READING TEXT:
Remember this snack binge? I know I do. Ever so fondly. But I had moved past those particular delights eons ago. My binges change target. There are long periods of time, days months years, when I don't snack-obsess. But I've felt it for weeks now. The time was nigh. The need for a new snack discovery worthy of obsession has been burning hot in my blood.

Sometimes the packaging describes the food product within by pumping it up with all sorts of colorful tasty adjectives, making such sincere claims about how delicious the contents are that there is no way in hell to resist purchasing it. At least a minor affinity for one or more ingredients has already primed the pump, so to speak. Otherwise why would one even bother reading the package? I can't be the only one susceptible. Aren't you?

No? Well okay. It wasn't the package that caught my eye this time anyway. It was the seeds.

All hail the Sesame Seed, tasty little morsels of crunchy goodness! And the best part? The seeds are adhered to cashew nuts by a delicate honey glaze.

The first nibble sealed the deal. And so a binge is born. Yet it's controlled bingeing with nary a purge in sight. Behold. Heaven in a bowl, a reasonable portion doled out, each bite savored as no refills are allowed. Not until the next day. And only then if I'm good. Whatever that means.

They're even better with beer.
Try it. You can thank me later.

.

June 26, 2006

NIMBY

I am much more inclined to give a beggar a handout when I'm in the city rather than in my own area. I almost typed "neighborhood" instead of area. But I don't run into beggars in my own neighborhood per se, but rather at places near my home. Does that qualify as my own neighborhood? I'd rather it not.

I've been seeing more homeless people close to our home of late. Well. I don't know for sure they are homeless. Perhaps I should say "people down on their luck." Hell, I'm not even sure they are down on their luck. But their actions and circumstance indicate something along those lines.

There was a man sleeping on the sidewalk of a strip mall, the same strip mall that houses one of my usual grocery stores and also my preferred CVS. I'm not altogether sure he was sleeping either. He may have been passed out. There was a bottle by his side. And me in my suburban state of mind? I wondered where the cops were and why they hadn't rousted him.

ITEMS:
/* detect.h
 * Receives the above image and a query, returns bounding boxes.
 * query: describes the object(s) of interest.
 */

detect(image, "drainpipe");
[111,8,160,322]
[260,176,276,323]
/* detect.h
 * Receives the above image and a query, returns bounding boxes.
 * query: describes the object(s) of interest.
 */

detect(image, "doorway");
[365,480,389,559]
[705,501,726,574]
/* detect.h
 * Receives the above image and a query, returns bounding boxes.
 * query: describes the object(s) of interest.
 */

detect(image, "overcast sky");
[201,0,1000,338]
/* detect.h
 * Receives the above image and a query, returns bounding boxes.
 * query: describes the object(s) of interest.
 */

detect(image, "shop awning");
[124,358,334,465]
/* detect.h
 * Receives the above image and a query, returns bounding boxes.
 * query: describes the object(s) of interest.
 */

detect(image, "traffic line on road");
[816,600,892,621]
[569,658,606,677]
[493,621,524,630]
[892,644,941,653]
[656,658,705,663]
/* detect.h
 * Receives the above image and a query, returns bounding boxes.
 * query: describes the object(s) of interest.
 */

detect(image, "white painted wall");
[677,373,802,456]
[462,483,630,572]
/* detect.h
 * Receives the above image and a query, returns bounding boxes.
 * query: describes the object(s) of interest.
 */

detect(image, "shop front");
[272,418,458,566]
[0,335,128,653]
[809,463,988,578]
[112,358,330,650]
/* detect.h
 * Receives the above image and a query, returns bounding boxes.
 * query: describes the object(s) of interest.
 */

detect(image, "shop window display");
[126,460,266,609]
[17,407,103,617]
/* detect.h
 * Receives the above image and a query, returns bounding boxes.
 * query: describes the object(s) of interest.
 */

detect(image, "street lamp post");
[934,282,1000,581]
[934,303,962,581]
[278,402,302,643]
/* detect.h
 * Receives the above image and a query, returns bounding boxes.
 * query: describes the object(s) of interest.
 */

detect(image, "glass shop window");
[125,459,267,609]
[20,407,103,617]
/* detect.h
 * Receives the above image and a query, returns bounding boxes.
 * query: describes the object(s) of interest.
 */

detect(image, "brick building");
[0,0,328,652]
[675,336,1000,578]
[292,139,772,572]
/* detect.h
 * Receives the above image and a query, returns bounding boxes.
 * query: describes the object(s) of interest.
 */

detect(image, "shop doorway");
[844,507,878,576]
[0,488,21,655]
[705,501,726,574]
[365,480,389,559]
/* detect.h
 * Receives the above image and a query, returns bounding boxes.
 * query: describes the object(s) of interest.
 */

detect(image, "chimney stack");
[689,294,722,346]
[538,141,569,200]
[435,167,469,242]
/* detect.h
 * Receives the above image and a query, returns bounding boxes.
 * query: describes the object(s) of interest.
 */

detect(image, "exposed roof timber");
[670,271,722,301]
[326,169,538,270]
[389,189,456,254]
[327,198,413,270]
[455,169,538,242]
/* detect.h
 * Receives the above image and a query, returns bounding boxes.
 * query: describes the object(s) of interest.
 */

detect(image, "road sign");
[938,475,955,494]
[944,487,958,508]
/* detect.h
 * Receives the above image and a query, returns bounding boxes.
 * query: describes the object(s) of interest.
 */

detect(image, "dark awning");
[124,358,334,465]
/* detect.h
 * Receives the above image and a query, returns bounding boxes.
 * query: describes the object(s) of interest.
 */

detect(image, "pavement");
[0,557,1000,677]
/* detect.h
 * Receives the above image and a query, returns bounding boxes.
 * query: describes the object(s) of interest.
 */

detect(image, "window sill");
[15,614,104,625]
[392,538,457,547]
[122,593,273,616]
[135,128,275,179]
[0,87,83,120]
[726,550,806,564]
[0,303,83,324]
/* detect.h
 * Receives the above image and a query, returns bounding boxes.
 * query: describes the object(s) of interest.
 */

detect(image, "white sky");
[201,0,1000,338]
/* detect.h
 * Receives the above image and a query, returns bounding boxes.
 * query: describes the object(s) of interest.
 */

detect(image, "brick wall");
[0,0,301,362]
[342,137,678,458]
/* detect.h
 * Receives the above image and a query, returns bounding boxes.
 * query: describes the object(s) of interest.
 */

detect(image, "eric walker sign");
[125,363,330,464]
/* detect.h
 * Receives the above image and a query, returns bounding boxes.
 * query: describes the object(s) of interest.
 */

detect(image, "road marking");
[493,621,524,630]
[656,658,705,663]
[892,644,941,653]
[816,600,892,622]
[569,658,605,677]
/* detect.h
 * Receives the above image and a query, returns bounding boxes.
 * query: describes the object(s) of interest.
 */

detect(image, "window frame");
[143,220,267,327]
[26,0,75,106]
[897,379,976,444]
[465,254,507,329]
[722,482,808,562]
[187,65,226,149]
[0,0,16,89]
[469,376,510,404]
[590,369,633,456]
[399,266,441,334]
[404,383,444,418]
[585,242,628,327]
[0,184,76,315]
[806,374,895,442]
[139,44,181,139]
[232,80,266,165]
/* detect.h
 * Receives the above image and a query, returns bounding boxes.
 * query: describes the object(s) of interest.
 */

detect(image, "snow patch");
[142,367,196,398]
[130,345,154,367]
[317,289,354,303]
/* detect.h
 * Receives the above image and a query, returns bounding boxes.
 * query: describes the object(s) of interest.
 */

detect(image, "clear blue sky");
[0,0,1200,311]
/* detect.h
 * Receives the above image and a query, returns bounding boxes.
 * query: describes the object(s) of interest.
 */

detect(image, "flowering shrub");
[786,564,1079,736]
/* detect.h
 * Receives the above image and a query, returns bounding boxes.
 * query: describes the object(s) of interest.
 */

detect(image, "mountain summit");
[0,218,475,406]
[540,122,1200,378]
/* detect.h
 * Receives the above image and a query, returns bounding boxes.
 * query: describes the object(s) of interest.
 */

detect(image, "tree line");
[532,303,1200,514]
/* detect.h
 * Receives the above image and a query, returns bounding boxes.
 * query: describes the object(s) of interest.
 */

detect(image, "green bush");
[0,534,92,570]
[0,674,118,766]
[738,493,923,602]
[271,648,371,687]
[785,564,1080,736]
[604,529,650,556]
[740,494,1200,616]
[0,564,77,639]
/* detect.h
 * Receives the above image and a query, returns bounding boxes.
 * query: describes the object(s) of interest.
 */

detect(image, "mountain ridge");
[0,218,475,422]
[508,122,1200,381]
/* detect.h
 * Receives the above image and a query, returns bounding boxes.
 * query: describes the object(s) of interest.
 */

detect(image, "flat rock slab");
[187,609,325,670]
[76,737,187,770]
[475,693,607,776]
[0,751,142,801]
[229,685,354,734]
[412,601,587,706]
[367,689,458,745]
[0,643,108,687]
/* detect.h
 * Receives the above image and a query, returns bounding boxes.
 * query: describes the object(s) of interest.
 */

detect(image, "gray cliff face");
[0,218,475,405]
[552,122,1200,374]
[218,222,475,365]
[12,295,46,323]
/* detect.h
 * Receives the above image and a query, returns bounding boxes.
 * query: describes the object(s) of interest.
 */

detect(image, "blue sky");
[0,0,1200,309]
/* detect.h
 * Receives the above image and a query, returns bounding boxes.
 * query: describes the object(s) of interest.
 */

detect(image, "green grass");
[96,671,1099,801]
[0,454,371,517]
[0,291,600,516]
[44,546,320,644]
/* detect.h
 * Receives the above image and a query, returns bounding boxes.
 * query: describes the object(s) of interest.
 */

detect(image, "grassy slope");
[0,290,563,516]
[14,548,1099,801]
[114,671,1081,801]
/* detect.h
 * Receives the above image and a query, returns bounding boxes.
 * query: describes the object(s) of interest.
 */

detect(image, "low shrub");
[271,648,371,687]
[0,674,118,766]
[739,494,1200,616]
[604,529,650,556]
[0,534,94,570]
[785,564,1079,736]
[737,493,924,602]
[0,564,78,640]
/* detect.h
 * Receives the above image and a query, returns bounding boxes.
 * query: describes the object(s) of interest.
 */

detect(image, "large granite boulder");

WORK TO BE COMPLETED: Condense the reading text into exactly two sentences.

REPLY TO THE TASK: After weeks of craving a new snack to obsess over, the writer discovered cashews coated in sesame seeds with a honey glaze, now eats them in a controlled daily portion, and recommends them with beer. In a separate entry titled "NIMBY," the writer admits being more willing to give beggars a handout in the city than near home, where a man sleeping or passed out beside a bottle on a strip-mall sidewalk made the writer wonder why the police had not moved him along.